Short task –
Reproduce all of the following material line for line, without changing anything.

Dataset rows on where objects appear
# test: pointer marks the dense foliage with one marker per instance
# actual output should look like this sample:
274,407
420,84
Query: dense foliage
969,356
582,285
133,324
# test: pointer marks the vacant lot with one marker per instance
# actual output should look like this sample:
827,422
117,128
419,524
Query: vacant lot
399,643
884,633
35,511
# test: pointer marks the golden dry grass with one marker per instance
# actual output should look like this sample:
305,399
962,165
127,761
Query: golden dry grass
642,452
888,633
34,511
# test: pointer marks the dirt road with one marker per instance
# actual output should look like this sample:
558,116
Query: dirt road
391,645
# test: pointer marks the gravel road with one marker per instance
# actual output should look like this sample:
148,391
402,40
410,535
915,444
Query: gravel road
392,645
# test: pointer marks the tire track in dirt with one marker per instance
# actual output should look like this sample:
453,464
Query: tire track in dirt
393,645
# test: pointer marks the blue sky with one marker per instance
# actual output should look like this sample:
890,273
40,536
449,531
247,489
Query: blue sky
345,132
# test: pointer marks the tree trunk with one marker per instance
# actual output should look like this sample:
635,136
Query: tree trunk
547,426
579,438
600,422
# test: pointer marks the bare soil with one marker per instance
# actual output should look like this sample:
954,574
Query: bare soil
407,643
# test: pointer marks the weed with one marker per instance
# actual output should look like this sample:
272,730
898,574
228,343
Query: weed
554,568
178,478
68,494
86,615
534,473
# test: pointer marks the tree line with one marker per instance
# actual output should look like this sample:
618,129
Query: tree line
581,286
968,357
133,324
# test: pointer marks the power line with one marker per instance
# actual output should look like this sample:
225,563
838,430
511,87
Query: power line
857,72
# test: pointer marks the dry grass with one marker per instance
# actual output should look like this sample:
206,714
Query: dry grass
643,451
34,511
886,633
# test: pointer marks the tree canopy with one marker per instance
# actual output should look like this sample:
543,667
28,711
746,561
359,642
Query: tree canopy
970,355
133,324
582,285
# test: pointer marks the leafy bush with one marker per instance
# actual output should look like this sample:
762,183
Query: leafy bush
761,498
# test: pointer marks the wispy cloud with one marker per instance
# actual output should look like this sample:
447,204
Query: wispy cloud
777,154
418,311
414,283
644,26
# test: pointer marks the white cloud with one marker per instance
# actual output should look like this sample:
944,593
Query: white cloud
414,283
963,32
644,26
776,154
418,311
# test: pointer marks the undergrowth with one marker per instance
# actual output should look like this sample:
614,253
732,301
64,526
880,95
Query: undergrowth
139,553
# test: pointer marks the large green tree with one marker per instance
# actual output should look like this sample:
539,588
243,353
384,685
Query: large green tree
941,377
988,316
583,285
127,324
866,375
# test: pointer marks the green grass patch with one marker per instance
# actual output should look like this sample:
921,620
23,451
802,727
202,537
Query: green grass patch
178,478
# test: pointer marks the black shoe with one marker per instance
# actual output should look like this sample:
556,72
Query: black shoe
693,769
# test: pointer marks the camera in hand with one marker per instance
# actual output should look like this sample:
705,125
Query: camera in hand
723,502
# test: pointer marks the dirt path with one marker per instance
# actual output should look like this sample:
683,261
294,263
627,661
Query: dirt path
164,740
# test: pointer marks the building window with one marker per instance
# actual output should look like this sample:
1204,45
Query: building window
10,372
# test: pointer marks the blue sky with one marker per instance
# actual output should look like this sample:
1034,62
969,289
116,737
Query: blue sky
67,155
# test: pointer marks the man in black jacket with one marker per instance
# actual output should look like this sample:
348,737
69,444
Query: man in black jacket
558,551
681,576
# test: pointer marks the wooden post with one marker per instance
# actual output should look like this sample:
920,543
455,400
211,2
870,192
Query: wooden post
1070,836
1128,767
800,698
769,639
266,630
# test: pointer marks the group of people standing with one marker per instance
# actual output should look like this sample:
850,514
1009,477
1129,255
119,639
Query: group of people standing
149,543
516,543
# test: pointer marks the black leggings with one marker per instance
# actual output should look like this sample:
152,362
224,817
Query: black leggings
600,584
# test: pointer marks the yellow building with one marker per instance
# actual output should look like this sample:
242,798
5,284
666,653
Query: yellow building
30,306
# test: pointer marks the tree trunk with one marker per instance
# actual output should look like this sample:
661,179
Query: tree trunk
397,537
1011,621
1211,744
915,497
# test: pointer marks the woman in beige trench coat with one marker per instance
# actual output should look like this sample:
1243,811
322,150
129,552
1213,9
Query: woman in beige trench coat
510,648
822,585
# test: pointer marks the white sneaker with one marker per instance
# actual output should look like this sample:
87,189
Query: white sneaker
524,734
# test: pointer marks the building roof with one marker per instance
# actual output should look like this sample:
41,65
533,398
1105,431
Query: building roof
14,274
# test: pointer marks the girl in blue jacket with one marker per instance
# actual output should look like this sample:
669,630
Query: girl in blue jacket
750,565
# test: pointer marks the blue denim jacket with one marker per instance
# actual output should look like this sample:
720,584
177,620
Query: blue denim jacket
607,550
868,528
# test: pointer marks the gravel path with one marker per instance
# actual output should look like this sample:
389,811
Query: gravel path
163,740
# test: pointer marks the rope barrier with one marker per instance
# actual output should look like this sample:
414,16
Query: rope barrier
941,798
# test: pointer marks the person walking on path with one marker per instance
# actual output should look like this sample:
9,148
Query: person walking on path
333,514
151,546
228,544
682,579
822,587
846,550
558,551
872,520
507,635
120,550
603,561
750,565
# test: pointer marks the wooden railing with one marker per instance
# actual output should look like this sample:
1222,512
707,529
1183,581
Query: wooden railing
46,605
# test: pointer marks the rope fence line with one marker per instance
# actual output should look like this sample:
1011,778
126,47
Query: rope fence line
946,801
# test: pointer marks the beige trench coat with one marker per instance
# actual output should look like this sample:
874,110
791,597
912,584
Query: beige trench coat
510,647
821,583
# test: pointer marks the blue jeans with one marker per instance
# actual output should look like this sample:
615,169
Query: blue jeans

Output of the exercise –
# test: pointer marks the dense foliage with one marker per instance
# actual output should look like this sample:
274,407
420,84
Query: dense foliage
969,356
582,285
133,324
# test: pointer marks the vacant lot with one marker per instance
# actual output should look like this sample:
827,422
117,128
419,524
Query: vacant lot
399,643
884,633
35,511
# test: pointer marks the golden dry grass with one marker per instance
# actual output should look like this sample:
305,399
962,165
127,761
Query: golden dry grass
642,452
888,633
34,511
# test: pointer marks the dirt road with one marker per instance
# actual output should look like this sample:
558,116
Query: dirt road
391,645
# test: pointer marks the gravel road with one marker per instance
# actual output should look like this sample:
148,391
402,40
410,535
915,444
Query: gravel road
392,645
# test: pointer marks the tire track in dirt with one marker per instance
# actual output should look like this sample:
453,464
Query: tire track in dirt
393,645
# test: pointer marks the blue sky with one marker per instance
# actual output should look like this sample:
890,273
40,536
449,531
247,489
Query: blue sky
345,132
# test: pointer marks the tree trunk with one marker per instance
# actual output should look like this sample:
635,136
Query: tree trunk
547,426
579,438
600,422
# test: pointer marks the bare soil with one marker per instance
# actual output should look like this sample:
954,574
Query: bare soil
407,643
# test: pointer marks the weed with one marker per instance
# actual output should look like this sample:
272,730
898,574
228,343
Query: weed
554,568
178,478
68,494
86,615
534,473
# test: pointer marks the tree line with one marker per instance
# actual output should look like this sample:
618,129
Query: tree line
581,286
968,357
133,324
# test: pointer marks the power line with one marker per instance
# actual output should look like this sample:
225,563
838,430
511,87
Query: power line
857,72
# test: pointer marks the dry grass with one marker per instance
# actual output should look like this sample:
206,714
Query: dry grass
643,451
34,511
886,633
# test: pointer marks the tree canopy with one marker per instance
# actual output should look like this sample:
543,667
28,711
746,561
359,642
Query: tree canopy
970,355
133,324
582,285
# test: pointer marks the leafy bush with one marker per instance
# actual output should look like this sample:
762,183
Query: leafy bush
761,498
# test: pointer marks the wispy cloud with one marker per instance
# actual output should look like this sample:
447,204
Query: wispy cloud
777,154
418,311
414,283
644,26
# test: pointer marks the white cloud with one marker per instance
# actual output should look like this sample:
944,593
Query: white cloud
414,283
963,32
644,26
776,154
418,311
# test: pointer marks the undergrowth with one marker per instance
# actual output should look like this sample:
614,253
732,301
64,526
880,95
Query: undergrowth
139,553
# test: pointer marks the large green tree with one marker per instance
# actual output should look like this sample:
539,588
243,353
384,685
Query: large green tree
941,377
988,316
583,285
127,324
866,375
# test: pointer marks the green grass patch with one marker per instance
# actual output should look like this sample:
921,620
23,451
802,727
202,537
Query: green grass patch
178,478
# test: pointer marks the black shoe with one marker per instance
# actual output should look like this sample:
556,72
Query: black shoe
693,769
# test: pointer marks the camera in hand with one marker per instance
# actual output should look like this sample:
705,125
Query: camera in hand
723,502
# test: pointer marks the dirt path with one marker per instance
# actual output should look like this sample:
683,261
294,263
627,661
Query: dirt path
164,740
# test: pointer marks the building window with one marker per instance
# actual output should look like this sample:
1204,45
Query: building window
10,372
# test: pointer marks the blue sky with one marker per instance
# actual output should look like this sample:
1034,62
969,289
116,737
Query: blue sky
67,155
# test: pointer marks the man in black jacket with one marker per instance
# actual output should look like this sample:
348,737
69,444
Query: man in black jacket
558,551
681,576
# test: pointer marks the wooden post with one marker per instance
# actual output should look like this sample:
920,543
455,400
211,2
870,192
Query: wooden post
1070,836
1128,767
800,698
769,639
266,630
# test: pointer marks the group of people standing with one marker per instance
# actual output should look like this sample:
850,514
1009,477
1129,255
119,639
Query: group of people standing
149,543
516,543
# test: pointer marks the black leggings with one marker per instance
# actual output should look like this sample:
152,362
224,817
Query: black leggings
600,584
# test: pointer marks the yellow building with one marker per instance
# actual output should look like this sample:
242,798
5,284
666,653
Query: yellow building
30,306
# test: pointer marks the tree trunk with one marker per instance
# actual output should look like this sample:
661,179
Query: tree trunk
397,537
1011,621
1211,744
915,497
# test: pointer marks the woman in beige trench coat with one marker per instance
# actual output should look like this sample:
1243,811
322,150
129,552
1213,9
Query: woman in beige trench coat
510,648
822,585
# test: pointer marks the white sneaker with one marker per instance
# actual output should look like this sample:
87,189
Query: white sneaker
524,734
# test: pointer marks the building roof with one marker per instance
# actual output should look like this sample:
41,65
533,398
1105,431
Query: building roof
14,274
# test: pointer marks the girl in blue jacket with one marker per instance
# actual output should look like this sample:
669,630
Query: girl in blue jacket
750,565
# test: pointer marks the blue denim jacket with one marker per instance
# actual output should look like this sample:
720,584
177,620
Query: blue denim jacket
607,550
868,528
# test: pointer marks the gravel path with one marker per instance
# actual output should look like this sample:
389,811
Query: gravel path
163,740
# test: pointer marks the rope barrier with one marker per instance
# actual output should look like this sample:
414,16
Query: rope barrier
941,798
# test: pointer marks the person walking on path with one marker per instance
# actual output should look like this sample:
9,148
Query: person walking on path
333,514
151,546
228,544
682,579
822,587
846,550
558,551
872,520
507,635
120,550
603,561
750,565
# test: pointer marks the wooden railing with one marker per instance
# actual output should look like this sample:
1222,512
707,529
1183,581
Query: wooden railing
46,605
# test: pointer marks the rope fence line with one marker per instance
# actual output should look like this sample:
1011,778
126,47
Query: rope fence line
946,801
# test: pointer marks the beige trench coat with one marker per instance
# actual output should look like this sample:
874,110
791,597
912,584
Query: beige trench coat
510,647
821,583
# test: pointer marks the blue jeans with one marker per instance
# actual output should look like this sample:
615,169
Query: blue jeans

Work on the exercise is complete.